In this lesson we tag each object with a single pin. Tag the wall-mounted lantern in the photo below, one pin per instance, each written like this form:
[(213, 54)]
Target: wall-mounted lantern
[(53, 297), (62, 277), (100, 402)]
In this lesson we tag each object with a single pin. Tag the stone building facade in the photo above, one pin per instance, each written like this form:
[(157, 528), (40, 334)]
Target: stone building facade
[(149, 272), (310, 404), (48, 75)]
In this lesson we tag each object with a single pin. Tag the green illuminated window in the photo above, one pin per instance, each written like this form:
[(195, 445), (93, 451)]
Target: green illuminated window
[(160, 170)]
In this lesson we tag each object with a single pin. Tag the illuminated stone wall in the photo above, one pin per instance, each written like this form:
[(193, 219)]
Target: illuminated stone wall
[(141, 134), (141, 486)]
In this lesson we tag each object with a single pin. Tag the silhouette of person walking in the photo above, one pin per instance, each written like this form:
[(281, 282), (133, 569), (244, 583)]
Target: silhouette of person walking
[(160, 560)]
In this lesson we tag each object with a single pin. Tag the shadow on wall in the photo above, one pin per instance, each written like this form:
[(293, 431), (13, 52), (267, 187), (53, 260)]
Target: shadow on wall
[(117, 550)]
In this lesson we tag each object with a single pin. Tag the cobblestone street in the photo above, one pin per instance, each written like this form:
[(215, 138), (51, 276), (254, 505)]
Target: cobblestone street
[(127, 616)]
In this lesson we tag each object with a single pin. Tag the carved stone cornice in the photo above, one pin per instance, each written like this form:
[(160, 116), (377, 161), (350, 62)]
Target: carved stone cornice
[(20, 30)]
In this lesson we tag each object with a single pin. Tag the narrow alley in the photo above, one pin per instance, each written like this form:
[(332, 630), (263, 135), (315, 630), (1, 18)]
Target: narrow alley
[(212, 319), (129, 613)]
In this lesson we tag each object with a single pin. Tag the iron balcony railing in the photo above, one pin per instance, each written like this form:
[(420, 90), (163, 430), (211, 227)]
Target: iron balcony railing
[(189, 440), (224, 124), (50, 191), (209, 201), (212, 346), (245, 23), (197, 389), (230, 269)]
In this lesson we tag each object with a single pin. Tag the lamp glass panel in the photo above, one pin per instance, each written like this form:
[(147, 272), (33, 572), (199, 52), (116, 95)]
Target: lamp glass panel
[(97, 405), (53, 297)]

------------------------------------------------------------------------

Exercise directions: Lay out the listing as a numbered list, starting at its first line and ending at the line containing "[(53, 297), (62, 277), (100, 402)]", with blank lines left out.

Exercise result:
1. In this lesson we tag each object with a single pin. Tag the wall-mounted lantern in the photo below, one pin per instance, each written like this form:
2. [(213, 54)]
3. Target: wall-mounted lantern
4. [(53, 297), (62, 277), (100, 402)]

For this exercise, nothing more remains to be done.